● **Passage for review**:

Political Party Known For Sleaze Turns Out to Be Mired in Sleaze
As allegations of sleaze, corruption and gross misconduct against the British Conservative party grow, people are being urged to remember that this is what they voted for. With a solid background in fucking the country up since God knows when, people surprised or disgusted by the Tories are are being reminded that this is their whole remit.
“I can’t believe that Boris Johnson turned out to be a dishonest charlatan, interested only in his own self-gain. He was portrayed as such a fun-loving and likeable guy who you’d like to share a pint with”, says Jeff Bell-Enderson of Plymstock.
“If I’d known that he’d let his personal adviser flaunt lockdown rules and then cover it up, get business perks for his mistress, give contracts of national importance to his mates, ignore the advice of doctors and make the UK one of the worst hit countries during a pandemic, and make a meal of the UK’s exit from Europe then… Well, I’d still probably have voted for him actually”, said Bell-Enderson.

● **Excerpted records**:
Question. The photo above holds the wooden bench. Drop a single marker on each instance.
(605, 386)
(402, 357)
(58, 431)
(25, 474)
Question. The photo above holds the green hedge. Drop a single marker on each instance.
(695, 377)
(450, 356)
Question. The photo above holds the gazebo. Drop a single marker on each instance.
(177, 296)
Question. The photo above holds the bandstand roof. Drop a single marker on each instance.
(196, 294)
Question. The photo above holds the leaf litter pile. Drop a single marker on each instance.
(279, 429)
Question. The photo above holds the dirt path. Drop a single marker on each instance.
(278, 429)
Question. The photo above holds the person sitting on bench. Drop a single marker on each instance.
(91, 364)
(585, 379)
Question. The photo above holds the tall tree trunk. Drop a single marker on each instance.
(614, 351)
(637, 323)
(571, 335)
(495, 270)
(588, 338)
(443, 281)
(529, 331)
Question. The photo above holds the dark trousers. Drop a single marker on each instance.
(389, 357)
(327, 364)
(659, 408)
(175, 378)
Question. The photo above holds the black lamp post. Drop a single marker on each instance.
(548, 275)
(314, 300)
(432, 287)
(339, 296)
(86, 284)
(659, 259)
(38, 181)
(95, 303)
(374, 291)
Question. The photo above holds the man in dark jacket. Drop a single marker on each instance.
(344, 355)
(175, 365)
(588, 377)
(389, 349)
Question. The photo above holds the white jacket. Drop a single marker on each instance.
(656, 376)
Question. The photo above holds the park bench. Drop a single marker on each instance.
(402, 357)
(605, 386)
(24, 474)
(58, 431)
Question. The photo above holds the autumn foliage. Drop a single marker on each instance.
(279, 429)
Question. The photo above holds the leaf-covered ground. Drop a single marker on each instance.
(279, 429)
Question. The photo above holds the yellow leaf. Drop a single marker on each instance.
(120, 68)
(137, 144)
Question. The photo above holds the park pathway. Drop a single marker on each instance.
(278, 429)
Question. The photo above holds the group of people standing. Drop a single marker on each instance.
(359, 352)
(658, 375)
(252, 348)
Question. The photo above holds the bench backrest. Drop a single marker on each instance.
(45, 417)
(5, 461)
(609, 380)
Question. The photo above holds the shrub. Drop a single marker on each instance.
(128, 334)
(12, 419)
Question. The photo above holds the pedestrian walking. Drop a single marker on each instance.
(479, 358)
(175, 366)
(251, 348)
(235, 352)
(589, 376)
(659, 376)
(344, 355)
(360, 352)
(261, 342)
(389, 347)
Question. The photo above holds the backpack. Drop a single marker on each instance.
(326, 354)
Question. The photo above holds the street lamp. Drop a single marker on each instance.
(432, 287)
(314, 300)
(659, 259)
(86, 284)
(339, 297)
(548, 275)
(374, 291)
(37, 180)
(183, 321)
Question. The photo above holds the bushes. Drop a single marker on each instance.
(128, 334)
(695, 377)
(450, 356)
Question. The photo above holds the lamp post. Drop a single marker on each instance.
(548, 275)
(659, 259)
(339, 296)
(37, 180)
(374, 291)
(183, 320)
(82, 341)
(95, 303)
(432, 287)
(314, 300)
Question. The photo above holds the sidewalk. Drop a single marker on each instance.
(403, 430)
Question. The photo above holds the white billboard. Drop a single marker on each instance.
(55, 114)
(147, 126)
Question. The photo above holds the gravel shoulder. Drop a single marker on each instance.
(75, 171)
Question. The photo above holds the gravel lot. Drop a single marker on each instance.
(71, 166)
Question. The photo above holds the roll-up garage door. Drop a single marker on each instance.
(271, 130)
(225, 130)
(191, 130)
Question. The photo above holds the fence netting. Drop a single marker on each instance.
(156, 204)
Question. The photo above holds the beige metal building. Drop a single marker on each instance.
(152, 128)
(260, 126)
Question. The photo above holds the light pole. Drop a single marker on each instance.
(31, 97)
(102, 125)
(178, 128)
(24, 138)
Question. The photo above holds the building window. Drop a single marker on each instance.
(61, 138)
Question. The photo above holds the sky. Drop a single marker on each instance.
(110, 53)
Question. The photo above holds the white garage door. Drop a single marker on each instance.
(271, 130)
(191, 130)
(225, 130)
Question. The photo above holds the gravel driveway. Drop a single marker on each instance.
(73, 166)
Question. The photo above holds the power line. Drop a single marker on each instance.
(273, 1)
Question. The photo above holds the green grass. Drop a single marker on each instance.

● **Problem requirements**: Rewrite the article on Conservative party sleaze from "Political Party Known" up to and including "Bell-Enderson of Plymstock.", using "Conservatives" in place of "Tories". The records are separate material and have no connection to the article.

● **The answer**:
Political Party Known For Sleaze Turns Out to Be Mired in Sleaze
As allegations of sleaze, corruption and gross misconduct against the British Conservative party grow, people are being urged to remember that this is what they voted for. With a solid background in fucking the country up since God knows when, people surprised or disgusted by the Conservatives are are being reminded that this is their whole remit.
“I can’t believe that Boris Johnson turned out to be a dishonest charlatan, interested only in his own self-gain. He was portrayed as such a fun-loving and likeable guy who you’d like to share a pint with”, says Jeff Bell-Enderson of Plymstock.